═════ DATA SUPPLIED ═════

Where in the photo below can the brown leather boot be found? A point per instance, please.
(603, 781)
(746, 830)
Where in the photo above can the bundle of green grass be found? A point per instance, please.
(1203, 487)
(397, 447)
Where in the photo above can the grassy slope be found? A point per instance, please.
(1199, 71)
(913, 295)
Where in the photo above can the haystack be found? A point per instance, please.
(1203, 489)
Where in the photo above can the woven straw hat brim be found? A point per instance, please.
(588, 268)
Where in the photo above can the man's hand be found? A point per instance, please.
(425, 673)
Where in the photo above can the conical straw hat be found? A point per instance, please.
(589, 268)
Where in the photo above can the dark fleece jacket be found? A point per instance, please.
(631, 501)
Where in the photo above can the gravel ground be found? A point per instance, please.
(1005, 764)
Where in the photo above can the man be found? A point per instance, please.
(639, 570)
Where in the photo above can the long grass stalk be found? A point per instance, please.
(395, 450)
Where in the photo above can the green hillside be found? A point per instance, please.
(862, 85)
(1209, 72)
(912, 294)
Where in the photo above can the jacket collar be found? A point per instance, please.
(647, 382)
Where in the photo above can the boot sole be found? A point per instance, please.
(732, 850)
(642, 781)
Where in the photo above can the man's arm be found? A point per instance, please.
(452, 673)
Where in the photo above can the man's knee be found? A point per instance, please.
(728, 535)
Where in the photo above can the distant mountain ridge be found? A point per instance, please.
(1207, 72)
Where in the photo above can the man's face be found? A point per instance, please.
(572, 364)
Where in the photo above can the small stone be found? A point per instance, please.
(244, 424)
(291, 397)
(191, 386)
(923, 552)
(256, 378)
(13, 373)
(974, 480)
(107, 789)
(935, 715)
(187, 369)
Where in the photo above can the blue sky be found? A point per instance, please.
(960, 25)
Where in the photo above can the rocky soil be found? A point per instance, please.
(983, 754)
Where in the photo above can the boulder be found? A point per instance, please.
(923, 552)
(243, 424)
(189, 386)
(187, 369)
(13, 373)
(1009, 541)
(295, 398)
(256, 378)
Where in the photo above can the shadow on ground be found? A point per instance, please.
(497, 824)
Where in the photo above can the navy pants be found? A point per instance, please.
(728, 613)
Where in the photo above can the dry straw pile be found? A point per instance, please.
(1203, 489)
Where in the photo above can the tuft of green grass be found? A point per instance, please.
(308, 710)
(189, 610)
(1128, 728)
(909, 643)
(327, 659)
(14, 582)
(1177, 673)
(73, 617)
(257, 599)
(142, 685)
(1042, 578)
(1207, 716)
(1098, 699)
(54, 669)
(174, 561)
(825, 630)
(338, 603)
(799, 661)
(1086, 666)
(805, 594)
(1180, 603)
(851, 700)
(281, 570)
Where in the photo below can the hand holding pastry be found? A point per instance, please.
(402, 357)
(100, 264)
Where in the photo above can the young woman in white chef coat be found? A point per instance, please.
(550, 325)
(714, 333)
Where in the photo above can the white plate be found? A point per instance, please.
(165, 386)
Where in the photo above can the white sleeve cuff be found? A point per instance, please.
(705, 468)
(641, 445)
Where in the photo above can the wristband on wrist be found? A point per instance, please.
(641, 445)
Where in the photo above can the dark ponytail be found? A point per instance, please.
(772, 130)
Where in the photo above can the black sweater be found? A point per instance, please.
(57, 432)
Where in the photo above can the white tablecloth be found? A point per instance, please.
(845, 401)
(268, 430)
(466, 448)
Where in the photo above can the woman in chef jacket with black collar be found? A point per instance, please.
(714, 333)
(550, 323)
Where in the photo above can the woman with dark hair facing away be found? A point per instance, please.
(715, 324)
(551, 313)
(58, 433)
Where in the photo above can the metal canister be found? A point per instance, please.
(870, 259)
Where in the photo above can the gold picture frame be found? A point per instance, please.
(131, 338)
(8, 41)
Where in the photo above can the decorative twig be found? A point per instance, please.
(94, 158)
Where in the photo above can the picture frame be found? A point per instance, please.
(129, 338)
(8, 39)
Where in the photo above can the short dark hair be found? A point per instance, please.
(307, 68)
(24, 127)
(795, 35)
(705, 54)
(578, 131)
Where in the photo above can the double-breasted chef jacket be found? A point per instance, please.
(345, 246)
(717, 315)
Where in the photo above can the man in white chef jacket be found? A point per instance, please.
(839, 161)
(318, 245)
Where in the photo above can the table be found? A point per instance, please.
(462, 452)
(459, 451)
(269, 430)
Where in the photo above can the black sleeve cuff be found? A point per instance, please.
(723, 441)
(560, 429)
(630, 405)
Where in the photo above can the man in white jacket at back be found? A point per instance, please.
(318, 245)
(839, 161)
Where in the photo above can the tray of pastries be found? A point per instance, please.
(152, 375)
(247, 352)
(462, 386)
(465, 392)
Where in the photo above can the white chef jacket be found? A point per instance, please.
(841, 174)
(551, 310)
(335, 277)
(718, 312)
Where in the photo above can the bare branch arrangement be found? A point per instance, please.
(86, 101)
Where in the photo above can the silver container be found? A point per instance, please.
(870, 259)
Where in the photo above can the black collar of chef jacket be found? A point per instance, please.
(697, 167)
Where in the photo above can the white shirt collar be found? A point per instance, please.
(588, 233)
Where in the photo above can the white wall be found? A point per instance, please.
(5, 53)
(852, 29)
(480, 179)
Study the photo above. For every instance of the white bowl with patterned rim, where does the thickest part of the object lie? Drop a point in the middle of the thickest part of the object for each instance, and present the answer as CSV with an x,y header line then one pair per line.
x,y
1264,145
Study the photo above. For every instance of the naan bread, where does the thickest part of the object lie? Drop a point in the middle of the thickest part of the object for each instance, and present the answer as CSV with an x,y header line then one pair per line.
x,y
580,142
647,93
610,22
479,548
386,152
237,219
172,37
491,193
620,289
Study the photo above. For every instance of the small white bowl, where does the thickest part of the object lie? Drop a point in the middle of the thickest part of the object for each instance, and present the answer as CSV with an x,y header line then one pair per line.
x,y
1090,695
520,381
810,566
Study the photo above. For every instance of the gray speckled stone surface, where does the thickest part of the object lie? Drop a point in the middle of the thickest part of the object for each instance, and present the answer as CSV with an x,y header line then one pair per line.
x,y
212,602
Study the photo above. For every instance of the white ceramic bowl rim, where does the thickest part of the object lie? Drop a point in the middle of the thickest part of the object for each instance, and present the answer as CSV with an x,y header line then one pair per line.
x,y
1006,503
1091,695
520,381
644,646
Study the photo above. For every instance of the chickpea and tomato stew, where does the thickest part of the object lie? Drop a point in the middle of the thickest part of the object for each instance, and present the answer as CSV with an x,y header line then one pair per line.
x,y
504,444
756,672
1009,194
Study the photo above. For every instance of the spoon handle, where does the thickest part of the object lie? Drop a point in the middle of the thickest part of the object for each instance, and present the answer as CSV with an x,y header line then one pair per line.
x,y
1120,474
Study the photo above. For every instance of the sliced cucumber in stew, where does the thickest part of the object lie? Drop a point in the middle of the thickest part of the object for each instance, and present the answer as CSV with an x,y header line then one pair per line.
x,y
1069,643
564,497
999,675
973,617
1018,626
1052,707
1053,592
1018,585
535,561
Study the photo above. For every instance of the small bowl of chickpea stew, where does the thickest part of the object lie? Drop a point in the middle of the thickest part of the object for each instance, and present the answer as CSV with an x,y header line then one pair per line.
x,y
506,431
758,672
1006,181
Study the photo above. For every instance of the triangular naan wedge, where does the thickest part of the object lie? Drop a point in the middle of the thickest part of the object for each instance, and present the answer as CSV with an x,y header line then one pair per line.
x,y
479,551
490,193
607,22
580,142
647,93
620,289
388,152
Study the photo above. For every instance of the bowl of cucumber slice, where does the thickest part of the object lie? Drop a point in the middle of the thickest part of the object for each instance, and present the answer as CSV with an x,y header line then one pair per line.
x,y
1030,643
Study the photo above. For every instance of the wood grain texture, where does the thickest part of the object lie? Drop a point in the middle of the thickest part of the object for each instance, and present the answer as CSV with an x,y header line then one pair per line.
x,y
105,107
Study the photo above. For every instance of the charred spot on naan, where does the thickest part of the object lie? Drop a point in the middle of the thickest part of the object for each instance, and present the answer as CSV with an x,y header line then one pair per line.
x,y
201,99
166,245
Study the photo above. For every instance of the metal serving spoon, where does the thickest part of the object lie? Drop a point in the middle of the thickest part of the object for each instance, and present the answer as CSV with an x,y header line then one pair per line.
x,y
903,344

═════

THE PROBLEM: The answer must be the line containing "Study the photo above. For every instance of the metal" and every line after it through the end of the records, repeated exactly.

PROBLEM SOLUTION:
Study the photo above. For every instance of the metal serving spoon, where does the thickest part of the object lie? Drop a point in the middle of the thickest part of the object for each instance, and present the answer as CSV with an x,y header line then one pair per line.
x,y
903,344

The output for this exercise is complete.